WORK TO COMPLETE: If a line in the listing below includes the word "wall", pick it out.

SUPPLIED DATA:
────────

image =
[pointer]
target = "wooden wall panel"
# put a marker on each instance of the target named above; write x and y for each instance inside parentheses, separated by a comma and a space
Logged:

────────

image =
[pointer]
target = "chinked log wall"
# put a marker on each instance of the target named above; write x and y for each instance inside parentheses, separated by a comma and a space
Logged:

────────

RESPONSE TO THE EXERCISE:
target = "wooden wall panel"
target = "chinked log wall"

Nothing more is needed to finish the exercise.